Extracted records
========

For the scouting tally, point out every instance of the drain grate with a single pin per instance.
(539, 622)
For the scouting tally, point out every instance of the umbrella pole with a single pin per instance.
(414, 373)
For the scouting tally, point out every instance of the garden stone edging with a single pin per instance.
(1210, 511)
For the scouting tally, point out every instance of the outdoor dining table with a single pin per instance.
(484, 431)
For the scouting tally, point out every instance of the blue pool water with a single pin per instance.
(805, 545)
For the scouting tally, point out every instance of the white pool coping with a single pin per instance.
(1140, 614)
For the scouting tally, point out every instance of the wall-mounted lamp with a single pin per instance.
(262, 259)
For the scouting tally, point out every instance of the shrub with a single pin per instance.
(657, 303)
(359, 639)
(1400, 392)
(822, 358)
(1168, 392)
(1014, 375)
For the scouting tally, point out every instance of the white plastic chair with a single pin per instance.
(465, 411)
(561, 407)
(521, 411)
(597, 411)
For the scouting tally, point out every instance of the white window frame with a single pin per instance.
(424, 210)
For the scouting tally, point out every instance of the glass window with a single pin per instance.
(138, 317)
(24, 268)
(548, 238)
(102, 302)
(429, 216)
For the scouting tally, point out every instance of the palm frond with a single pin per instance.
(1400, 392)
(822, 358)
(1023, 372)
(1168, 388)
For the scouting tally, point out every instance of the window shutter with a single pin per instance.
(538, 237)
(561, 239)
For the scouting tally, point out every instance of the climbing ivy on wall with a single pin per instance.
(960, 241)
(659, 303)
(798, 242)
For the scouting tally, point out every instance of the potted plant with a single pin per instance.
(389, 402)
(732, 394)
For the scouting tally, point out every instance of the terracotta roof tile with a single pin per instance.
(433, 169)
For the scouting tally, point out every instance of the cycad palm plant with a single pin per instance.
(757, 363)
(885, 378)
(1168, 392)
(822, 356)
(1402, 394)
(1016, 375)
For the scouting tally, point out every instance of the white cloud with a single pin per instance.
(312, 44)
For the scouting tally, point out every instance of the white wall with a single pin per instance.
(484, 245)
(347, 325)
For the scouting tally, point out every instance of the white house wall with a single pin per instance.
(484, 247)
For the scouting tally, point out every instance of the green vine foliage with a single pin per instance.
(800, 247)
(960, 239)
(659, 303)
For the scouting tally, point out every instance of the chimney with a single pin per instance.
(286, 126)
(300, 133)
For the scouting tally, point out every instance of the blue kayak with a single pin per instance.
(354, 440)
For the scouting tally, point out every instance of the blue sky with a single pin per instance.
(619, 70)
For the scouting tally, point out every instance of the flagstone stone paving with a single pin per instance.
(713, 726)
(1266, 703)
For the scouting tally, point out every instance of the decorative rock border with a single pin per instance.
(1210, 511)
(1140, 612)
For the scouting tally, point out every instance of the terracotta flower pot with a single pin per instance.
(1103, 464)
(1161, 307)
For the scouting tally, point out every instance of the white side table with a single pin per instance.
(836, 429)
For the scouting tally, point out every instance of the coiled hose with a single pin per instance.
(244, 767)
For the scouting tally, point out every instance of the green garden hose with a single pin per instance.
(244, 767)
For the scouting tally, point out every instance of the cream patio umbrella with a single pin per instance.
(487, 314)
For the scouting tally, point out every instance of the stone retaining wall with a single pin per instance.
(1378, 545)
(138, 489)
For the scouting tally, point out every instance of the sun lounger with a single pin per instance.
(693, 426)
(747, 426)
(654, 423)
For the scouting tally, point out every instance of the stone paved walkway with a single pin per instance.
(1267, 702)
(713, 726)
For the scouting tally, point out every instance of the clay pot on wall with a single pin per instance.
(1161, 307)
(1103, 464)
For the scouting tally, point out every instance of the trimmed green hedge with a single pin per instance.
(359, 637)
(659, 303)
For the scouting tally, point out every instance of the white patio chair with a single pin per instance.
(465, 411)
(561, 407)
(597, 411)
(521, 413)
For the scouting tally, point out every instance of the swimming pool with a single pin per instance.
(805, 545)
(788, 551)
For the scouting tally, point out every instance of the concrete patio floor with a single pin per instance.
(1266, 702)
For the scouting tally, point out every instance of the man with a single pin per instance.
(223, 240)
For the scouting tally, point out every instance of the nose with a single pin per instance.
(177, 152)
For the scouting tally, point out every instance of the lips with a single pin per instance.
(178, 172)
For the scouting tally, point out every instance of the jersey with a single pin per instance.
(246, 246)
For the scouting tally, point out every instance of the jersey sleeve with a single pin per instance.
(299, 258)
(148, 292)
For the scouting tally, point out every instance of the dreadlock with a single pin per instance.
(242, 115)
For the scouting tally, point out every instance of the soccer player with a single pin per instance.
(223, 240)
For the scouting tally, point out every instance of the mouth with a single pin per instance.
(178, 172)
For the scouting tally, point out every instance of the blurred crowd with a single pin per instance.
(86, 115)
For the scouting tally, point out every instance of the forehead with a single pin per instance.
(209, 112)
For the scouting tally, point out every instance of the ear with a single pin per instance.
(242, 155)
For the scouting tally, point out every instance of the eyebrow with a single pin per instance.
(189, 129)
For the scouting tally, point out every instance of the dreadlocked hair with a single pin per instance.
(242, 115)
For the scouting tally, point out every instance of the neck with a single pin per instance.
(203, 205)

========

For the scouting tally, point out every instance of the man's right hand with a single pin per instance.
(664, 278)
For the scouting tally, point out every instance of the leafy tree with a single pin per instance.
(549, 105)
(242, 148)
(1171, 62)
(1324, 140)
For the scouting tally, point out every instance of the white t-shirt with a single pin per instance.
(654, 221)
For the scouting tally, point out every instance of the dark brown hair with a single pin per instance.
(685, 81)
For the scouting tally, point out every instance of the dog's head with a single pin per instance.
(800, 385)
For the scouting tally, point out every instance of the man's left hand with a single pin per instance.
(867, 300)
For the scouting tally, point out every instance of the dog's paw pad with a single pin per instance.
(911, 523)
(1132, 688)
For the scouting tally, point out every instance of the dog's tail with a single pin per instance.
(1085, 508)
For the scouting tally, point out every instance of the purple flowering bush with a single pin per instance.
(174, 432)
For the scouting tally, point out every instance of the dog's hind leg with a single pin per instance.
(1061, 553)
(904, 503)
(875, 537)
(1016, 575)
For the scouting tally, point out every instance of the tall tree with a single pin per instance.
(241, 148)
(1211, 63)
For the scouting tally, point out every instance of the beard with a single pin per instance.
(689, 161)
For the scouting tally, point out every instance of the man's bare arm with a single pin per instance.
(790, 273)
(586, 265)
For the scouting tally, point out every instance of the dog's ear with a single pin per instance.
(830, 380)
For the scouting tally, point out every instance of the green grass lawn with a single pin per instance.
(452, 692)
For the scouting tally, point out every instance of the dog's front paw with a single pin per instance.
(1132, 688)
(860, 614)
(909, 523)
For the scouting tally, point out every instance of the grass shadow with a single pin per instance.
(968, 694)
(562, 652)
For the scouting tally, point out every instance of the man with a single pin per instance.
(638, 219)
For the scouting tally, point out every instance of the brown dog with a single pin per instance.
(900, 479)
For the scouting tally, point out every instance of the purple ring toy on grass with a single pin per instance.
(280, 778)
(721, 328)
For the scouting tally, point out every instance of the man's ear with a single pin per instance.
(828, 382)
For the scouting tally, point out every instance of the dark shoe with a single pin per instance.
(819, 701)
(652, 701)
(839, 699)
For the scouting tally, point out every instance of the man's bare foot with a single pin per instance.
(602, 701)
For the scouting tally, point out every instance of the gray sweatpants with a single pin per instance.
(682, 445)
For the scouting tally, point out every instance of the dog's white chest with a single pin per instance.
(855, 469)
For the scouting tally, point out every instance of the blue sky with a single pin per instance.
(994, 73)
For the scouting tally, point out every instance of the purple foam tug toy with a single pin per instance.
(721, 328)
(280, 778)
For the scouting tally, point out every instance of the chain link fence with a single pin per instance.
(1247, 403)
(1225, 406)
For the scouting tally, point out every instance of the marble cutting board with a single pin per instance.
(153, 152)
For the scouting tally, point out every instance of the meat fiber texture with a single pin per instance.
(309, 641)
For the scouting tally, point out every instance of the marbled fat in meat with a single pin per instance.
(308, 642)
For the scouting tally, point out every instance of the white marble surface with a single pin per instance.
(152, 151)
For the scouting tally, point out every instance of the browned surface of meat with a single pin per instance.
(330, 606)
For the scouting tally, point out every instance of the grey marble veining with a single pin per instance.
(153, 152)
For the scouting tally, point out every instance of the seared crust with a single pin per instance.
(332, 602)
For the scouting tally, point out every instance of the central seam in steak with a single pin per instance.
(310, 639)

========

*The request*:
In the entries above, how many lines contain the string "dark", counting only matches with the same case? Reply with the number alone.

*Written solution*:
2